* _STATED EXERCISE 1_
Gather every line of the records that contains the word "bronze".

* _TEXT EXTRACT_

Microsoft faces something of
a battle royale in the tablet market. Apple’s iPad currently sells millions of
units, and its rivals are making aggressive inroads with increasingly powerful
Android offerings. Both Research In Motion and Hewlett-Packard are prepping
tablets for launch in the next few quarters that will introduce new operating
systems into the market, backed by millions of marketing dollars.
Despite some gung-ho
statements from its executives about a big tablet push, Microsoft seems content
to sit on the sidelines as these companies battle it out for market share.
Hewlett-Packard released a limited-run Windows tablet aimed at the enterprise,
and Dell is planning similar measures—but the big Microsoft push into the
consumer tablet space remains unrealized.
That’s certain to change, if
only because consumer tablets represent a multibillion-dollar industry
Microsoft simply cannot afford to miss. Whether it plans to wait for the
release of the next version of Windows (rumored for 2012) to make that big
push, or is working on something nearer-term, Microsoft can draw from not only
the experiences of competitors such as the Motorola Xoom, but also its recent
launch of Windows Phone 7.

* _STATED EXERCISE 2_
Carry the article above on Microsoft and the tablet market forward from its last sentence.

* _MATERIAL PROVIDED_
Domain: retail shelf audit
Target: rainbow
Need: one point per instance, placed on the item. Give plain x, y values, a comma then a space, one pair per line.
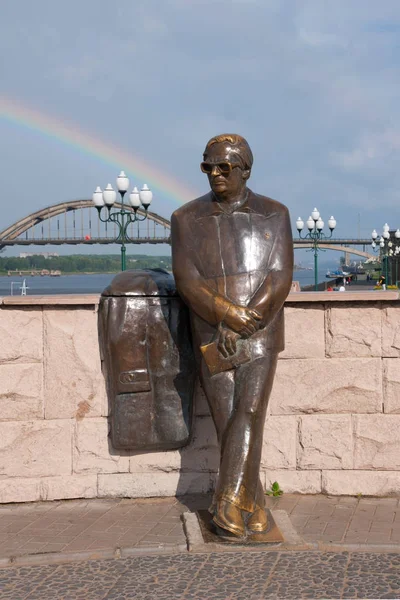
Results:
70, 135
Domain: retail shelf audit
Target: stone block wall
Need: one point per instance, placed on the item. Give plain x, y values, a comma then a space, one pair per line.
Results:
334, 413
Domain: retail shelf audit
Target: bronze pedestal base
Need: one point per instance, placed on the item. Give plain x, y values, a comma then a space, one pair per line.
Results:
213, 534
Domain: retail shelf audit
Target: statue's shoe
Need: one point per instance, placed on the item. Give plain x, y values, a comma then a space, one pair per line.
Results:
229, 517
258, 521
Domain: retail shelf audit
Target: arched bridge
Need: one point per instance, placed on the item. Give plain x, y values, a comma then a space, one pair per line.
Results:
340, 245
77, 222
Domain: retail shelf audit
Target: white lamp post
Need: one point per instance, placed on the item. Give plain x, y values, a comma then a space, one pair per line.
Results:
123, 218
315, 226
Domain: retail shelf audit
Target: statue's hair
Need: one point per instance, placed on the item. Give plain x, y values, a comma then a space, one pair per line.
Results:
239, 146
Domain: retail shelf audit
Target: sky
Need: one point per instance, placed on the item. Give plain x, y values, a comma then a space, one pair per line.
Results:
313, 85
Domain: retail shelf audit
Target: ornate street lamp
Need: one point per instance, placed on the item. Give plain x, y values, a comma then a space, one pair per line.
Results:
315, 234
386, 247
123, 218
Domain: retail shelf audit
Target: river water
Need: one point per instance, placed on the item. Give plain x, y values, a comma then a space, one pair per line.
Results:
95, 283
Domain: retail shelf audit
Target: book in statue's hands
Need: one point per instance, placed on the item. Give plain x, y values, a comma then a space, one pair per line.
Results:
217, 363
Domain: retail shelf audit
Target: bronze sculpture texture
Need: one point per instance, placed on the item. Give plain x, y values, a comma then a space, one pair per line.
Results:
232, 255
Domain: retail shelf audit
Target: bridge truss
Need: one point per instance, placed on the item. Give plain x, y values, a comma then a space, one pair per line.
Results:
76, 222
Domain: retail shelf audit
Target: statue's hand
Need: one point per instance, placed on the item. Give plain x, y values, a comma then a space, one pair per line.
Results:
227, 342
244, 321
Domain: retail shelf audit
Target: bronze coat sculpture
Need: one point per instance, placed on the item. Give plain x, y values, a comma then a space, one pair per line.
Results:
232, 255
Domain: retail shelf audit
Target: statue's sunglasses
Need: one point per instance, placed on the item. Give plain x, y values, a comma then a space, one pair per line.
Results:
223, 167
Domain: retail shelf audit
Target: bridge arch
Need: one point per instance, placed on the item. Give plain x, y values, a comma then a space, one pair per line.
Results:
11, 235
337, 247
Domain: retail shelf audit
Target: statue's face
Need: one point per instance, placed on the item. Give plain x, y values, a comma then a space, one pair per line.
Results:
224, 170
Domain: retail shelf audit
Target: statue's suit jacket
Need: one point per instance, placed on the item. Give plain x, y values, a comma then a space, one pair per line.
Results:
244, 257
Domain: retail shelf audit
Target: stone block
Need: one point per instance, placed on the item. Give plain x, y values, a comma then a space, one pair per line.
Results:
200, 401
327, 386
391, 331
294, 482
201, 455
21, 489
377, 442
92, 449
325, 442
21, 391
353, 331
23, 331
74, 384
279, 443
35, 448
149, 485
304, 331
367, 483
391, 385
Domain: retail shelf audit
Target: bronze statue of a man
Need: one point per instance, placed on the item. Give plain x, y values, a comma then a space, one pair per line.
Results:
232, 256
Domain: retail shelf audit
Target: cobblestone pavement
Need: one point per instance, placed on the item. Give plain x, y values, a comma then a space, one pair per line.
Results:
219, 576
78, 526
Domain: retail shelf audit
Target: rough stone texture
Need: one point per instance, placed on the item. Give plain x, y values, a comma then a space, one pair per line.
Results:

...

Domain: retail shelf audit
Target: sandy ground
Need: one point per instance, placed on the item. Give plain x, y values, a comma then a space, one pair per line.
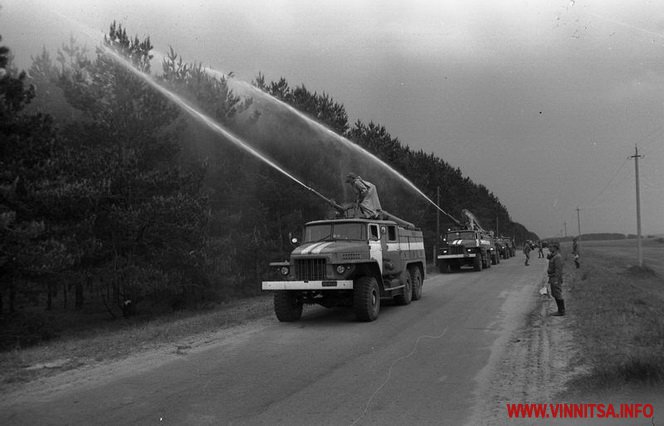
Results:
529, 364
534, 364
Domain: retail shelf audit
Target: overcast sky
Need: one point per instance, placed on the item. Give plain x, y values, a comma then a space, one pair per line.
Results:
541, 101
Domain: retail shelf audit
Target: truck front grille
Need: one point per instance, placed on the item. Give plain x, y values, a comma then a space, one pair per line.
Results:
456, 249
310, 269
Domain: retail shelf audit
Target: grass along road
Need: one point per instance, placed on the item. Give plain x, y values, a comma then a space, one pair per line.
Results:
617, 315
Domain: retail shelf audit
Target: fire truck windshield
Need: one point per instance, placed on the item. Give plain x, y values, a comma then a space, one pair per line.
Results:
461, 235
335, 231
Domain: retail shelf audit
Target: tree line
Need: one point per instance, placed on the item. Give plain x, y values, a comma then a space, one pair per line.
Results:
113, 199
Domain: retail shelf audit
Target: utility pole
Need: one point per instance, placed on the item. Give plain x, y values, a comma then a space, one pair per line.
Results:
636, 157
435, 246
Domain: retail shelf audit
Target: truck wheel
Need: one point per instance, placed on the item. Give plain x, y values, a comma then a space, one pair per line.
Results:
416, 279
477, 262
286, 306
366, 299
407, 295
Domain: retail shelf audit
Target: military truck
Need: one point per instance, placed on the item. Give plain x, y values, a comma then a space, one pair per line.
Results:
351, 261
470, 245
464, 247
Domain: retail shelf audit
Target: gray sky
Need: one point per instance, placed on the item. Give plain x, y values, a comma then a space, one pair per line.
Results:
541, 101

* _WRITTEN REPLY 1_
Target: bronze pedestal base
Target: bronze sculpture texture
Target: bronze coat sculpture
Target: bronze statue of a man

* _WRITTEN REPLY 2_
Lightweight User Interface
Whether Apple’s iOS or
Google Android, the substantial majority of tablet operating systems seems to
embrace a “post-PC” ethos, with an emphasis on lightweight, streamlined
functionality that owes much (if not all) to the conceptual work done with
smartphones. Hewlett-Packard and Research In Motion tablets, due on store
shelves over the next few quarters, similarly embrace this ethos.
Within this increasingly
crowded marketplace, Microsoft is distinct in that its consumer and business
tablets continue to port a touch-enabled, but otherwise relatively untouched,
version of Windows 7. While that has certainly saved Redmond the trouble of designing
a new tablet operating system from the ground up, Windows remains a system
designed primarily for desktops and laptops. In contrast with iOS or Android,
it feels bulky and somewhat out of place.
During this year’s Consumer
Electronics Show in Las Vegas, Microsoft announced that the next version of
Windows would support system-on-a-chip architecture, in particular, ARM-based
systems from partners such as Qualcomm, Nvidia and Texas Instruments. That
seemed a signal that Microsoft is planning “Windows 8” within the context of
mobile devices, given ARM chips’ prevalence on both smartphones and tablets. At
the same time, however, it also raises additional questions: Will Microsoft
release multiple versions of Windows 8, tailored to specific types of form
factors? Or will Windows 8 preserve Windows 7’s monolithic archetype, albeit
one ported onto touch-screens in addition to desktops and laptops?
That remains the
several-billion-dollar question. However, Microsoft must have noticed every
other competitor in the space embracing a lightweight, smartphone-like user
interface for its own tablet offerings. It can further be assumed, considering
the massive amount of raw brainpower packing Redmond’s corporate hallways, that
at least a few working groups must be planning some sort of direct
competitor.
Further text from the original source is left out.